WHAT YOU WILL DO =>
(A) Decide whether each statement agrees with the Cubs chapter excerpt: (i) Wrigley Field opened in 1915; (ii) the Florida Marlins existed before the Cubs' drought began; (iii) the author's calculation puts the odds of the streak at about 250 to 1. Answer yes or no for each, quoting the deciding words exactly.
(B) Reproduce the part of the Cubs chapter excerpt that begins at the words "The sheer statistical" and stops after "million to 1.)", swapping "gambler" for "bettor".

QUOTED PASSAGE =>

*** Block opens ***

CHAPTER 6
Hope
Chicago Is a Place Called Hope
THERE’S A RAMSHACKLE STADIUM on the corner of Addison and Clark in Chicago that houses an (ostensibly) professional baseball team. As of this writing, that team has managed to complete 105 seasons of play without a World Series title to show for it. One hundred and five seasons. During that stretch, twenty-one other baseball franchises have celebrated a world championship. This list of winners includes multiple titles for every extant 1908 American and National League club (the Braves won championships in three different cities), not to mention the likes of the Florida Marlins, a franchise that is as ridiculous as it sounds and that, by the way, didn’t even exist until the Cubs’ drought was in its eighty-fifth year.
The sheer statistical improbability of this streak is somewhat astonishing: My back-of-the-spreadsheet calculation says it’s about 0.004, or a 250-to-1 shot. Had you been a prescient gambler in 1908 and laid down cash on a big-league team rolling snake eyes for 105 straight seasons, today you’d be swimming in it, Scrooge McDuck-style. That is, if you were still alive. (The odds of that are approximately 250 million to 1.)
If there is a gate on this earth deserving of Dante’s inscription Lasciate ogne speranza, voi ch’intrate (Abandon hope, all ye who enter here) it’s Gate F at Wrigley Field. Yet, as they have every April since Wrigley opened in 1915, Cubs fans raise a collective middle finger to experience while they shuffle through it, their sense of hope firmly intact. “Come on, man,” the chorus goes, “they’re due!”

*** Block closes ***

SUPPLIED RECORDS =>

*** Block opens ***

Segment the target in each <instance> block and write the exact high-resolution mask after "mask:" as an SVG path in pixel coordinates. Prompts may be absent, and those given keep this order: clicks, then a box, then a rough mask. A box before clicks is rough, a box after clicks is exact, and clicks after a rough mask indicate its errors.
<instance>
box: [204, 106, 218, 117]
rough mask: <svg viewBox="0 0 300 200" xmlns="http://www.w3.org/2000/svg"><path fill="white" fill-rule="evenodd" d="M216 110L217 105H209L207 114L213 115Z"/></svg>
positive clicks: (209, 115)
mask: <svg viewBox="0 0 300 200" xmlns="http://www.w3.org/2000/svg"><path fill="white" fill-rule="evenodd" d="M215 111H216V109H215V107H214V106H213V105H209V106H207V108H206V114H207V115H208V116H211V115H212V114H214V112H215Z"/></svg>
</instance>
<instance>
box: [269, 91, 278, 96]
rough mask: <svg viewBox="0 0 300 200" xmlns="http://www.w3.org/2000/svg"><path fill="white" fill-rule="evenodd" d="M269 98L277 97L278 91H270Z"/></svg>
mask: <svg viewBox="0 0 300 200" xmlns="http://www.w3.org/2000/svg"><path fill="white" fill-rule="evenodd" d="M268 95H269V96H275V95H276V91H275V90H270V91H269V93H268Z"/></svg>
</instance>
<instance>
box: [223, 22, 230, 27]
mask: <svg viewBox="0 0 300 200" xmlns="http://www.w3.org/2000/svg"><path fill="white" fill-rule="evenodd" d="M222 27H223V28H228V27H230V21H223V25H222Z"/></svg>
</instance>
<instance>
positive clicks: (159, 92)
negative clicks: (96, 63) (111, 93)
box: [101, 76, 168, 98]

*** Block closes ***

EXERCISE RESULTS =>
(A)
(i) Yes: "since Wrigley opened in 1915"
(ii) No: "didn’t even exist until the Cubs’ drought was in its eighty-fifth year"
(iii) Yes: "it’s about 0.004, or a 250-to-1 shot"

(B)
The sheer statistical improbability of this streak is somewhat astonishing: My back-of-the-spreadsheet calculation says it’s about 0.004, or a 250-to-1 shot. Had you been a prescient bettor in 1908 and laid down cash on a big-league team rolling snake eyes for 105 straight seasons, today you’d be swimming in it, Scrooge McDuck-style. That is, if you were still alive. (The odds of that are approximately 250 million to 1.)